### ПОСТАВЛЕННАЯ ЗАДАЧА
Можете дословно воспроизвести часть фрагмента о повороте к социалистическому реализму, начиная с места, где стоят слова «Строго говоря, вполне», и заканчивая словами «за эту индивидуализацию).»?

### ФРАГМЕНТ
*-*-*

Все это надо иметь в виду, оценивая поворот к социалистическому реализму. Да, здесь был прагматичный и циничный выбор власти, взвесившей агитационные, мифопорождающие, сакральные, суггестивные и другие возможности, предъявленные сторонами в десятилетней художественной борьбе, и вынесшей окончательное, не подлежащее обсуждению решение в пользу социально концептуализированного реализма – соцреализма. (Не будем говорить о сопутствующих факторах – уровне культуры персонификаторов власти, их вкусах, особом, присущем людям, не владеющим традиционными профессиями, уважении к "спецам", мастерам своего дела, а таковыми в их глазах могли считаться только обладатели секретов мастерства, то есть традиционалисты.) Но кроме давления "сверху", были и энергии "снизу", от собственно искусства: бесконечная усталость от дискурса деформализации (дискурса в снижающем смысле – многоговорения, как у М. Гаспарова). Как реакция на него, а не только как дань конъюнктуре, воспринимаются сегодня резкие повороты в выборе языка даже таких мастеров, как К. Малевич и П. Филонов. Молодое же поколение тем более разрабатывало некую множественность фигуративизмов и реализмов, репрезентируя индивидуальные картины мира: растворения собственно искусства в культурной революции, которого требовали левые, жаждали далеко не все. Эта множественность предполагала опору на некие образцы (которые, естественно, нуждались в индивидуальной доработке). История искусства воспринималась как кладовая (вполне советская метафорика: кладовая природы и пр.). Но взять, вынести из нее нужно было самое лучшее. Не промахнуться. Оправдать доверие. В ряде работ эта проблематика выбора непосредственно тематизирована – как у С. Некритина ("Старое и новое"), А. Гончарова ("Смерть Марата"), в корах-метростроевках А. Самохвалова.

Строго говоря, вполне можно признать всю неофигуративистскую линию искусства 1920-х – искусством про искусство.

Внедрение метода социалистического реализма для многих думающих художников было репрессией. Объективно, в свете последующих событий, последствия этого внедрения для искусства были катастрофичны. Но было бы неисторичным забывать, что для большого массива вполне искренних художников, особенно поколения, сформировавшегося к концу 1920-х, оно, это внедрение, в какой-то мере было облегчением: проблему выбора языка сняли у них с плеч. А некоей унификации картины мира не так боялись, как ее индивидуализации (и неизбежной расплаты за эту индивидуализацию).

Таким образом, лет за пятнадцать до яковлевской картины споры об искусстве завершились. Был выбран классицизирующий канон. Впрочем, вполне вместительный, если рассматривать хотя бы источники, к которым обращались выпускники воссозданной в прежнем имперском качестве Академии художеств. Достаточно взять творческий путь молодого В. Орешникова, впоследствии ректора Института им. И. Е. Репина Академии художеств СССР. В работе 1927 года "Смерть Борчанинова" ощущалось влияние венецианцев и Эль Греко. В работе 1935 года "Начальник политотдела МТС" отчетливо читались: в рисунке – да Винчи, в колорите – Курбе. Это не оценки post factum: все это сочувственно фиксировалось современной критикой. Что ж, "молодежь тянется к музею", – отмечал журнал "Творчество". Впрочем, скоро "магазин источников" закрылся, соответственно, закончился и "источниковедческий" период советской критики. Многообразие "внутри канона" сменилось визуально усредненными категориями мастерства, сделанности, музейного качества. Затем и эти характеристики показались чрезмерными.

*-*-*

### ИСХОДНЫЕ ДАННЫЕ
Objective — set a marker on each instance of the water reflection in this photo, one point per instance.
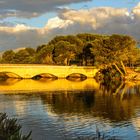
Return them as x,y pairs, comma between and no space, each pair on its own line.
30,85
63,109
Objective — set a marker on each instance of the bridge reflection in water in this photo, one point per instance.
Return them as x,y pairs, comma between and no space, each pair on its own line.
30,85
29,71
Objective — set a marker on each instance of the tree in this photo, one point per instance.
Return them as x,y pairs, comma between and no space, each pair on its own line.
45,54
64,52
8,56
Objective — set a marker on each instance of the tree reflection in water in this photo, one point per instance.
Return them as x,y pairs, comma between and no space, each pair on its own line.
116,103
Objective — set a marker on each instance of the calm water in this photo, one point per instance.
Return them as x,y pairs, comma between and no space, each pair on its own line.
65,110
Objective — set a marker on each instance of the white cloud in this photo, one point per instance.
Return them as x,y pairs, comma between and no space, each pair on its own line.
105,20
31,8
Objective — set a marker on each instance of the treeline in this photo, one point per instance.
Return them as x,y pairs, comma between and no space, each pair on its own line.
81,49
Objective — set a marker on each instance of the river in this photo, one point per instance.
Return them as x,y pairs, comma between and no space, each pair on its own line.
65,110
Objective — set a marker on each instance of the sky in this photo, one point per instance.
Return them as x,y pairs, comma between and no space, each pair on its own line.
29,23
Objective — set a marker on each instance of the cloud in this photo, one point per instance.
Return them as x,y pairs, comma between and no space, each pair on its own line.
106,20
31,8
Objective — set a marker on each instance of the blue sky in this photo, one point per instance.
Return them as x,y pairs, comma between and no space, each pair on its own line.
29,23
41,20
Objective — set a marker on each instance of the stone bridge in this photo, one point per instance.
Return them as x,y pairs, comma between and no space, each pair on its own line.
31,70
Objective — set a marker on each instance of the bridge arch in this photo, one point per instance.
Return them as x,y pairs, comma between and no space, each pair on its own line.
31,70
44,75
76,77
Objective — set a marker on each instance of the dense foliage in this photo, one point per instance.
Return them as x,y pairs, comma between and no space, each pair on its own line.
81,49
10,129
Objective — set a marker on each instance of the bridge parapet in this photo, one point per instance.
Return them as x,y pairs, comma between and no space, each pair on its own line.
29,71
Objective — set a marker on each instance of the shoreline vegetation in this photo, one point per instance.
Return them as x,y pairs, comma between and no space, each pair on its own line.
113,54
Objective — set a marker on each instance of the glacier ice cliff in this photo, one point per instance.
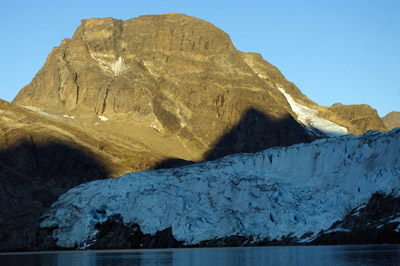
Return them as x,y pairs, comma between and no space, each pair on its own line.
297,190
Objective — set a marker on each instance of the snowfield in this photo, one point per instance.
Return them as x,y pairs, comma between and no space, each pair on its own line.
310,119
295,190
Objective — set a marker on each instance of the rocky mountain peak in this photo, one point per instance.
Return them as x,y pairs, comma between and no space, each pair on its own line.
180,76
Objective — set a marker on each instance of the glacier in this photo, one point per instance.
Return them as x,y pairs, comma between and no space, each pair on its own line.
297,191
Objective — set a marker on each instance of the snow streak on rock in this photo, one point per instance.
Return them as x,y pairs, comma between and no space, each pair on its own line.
299,189
310,119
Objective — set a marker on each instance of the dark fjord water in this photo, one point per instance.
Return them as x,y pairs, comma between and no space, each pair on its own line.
283,256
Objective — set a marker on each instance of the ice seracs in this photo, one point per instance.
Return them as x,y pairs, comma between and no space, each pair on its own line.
295,190
310,119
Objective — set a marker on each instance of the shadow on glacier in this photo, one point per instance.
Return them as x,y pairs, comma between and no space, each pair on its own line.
32,177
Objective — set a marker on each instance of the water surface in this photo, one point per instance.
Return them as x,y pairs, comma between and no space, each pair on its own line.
365,255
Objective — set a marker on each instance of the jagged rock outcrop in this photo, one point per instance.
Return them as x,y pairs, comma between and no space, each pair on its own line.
392,120
176,75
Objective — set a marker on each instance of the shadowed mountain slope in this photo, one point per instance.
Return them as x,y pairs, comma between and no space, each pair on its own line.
171,77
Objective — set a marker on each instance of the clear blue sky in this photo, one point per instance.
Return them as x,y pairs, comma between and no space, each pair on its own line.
334,50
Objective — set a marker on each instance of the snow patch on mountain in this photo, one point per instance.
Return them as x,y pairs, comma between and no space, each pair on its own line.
298,190
310,119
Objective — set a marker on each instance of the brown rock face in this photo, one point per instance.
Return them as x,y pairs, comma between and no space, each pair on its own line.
176,75
392,120
149,92
172,82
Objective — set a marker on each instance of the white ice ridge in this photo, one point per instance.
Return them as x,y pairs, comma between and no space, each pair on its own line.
118,67
310,119
298,189
103,118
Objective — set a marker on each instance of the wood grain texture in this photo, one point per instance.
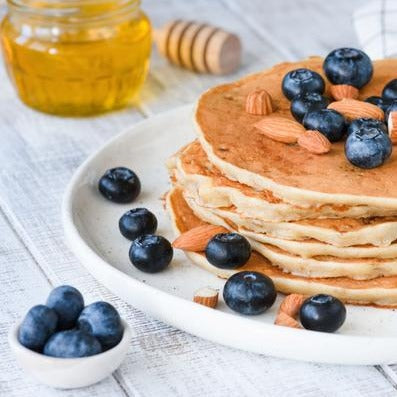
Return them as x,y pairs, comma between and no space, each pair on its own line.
39,154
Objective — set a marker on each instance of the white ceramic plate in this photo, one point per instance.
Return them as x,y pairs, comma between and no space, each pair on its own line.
369,335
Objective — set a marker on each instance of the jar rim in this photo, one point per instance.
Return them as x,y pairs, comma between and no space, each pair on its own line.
74,11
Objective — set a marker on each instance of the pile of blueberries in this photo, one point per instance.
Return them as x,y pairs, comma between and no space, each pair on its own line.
367,144
246,292
64,328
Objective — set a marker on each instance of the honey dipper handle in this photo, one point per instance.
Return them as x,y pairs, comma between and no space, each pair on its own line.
199,47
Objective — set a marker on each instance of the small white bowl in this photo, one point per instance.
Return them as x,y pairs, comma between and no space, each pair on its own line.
69,373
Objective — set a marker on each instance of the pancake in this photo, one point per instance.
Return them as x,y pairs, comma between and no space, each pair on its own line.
260,212
291,173
192,168
316,266
380,291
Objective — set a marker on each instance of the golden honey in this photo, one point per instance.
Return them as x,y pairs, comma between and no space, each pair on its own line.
76,57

*-*-*

### РЕЗУЛЬТАТ ЗАДАНИЯ
Строго говоря, вполне можно признать всю неофигуративистскую линию искусства 1920-х – искусством про искусство.

Внедрение метода социалистического реализма для многих думающих художников было репрессией. Объективно, в свете последующих событий, последствия этого внедрения для искусства были катастрофичны. Но было бы неисторичным забывать, что для большого массива вполне искренних художников, особенно поколения, сформировавшегося к концу 1920-х, оно, это внедрение, в какой-то мере было облегчением: проблему выбора языка сняли у них с плеч. А некоей унификации картины мира не так боялись, как ее индивидуализации (и неизбежной расплаты за эту индивидуализацию).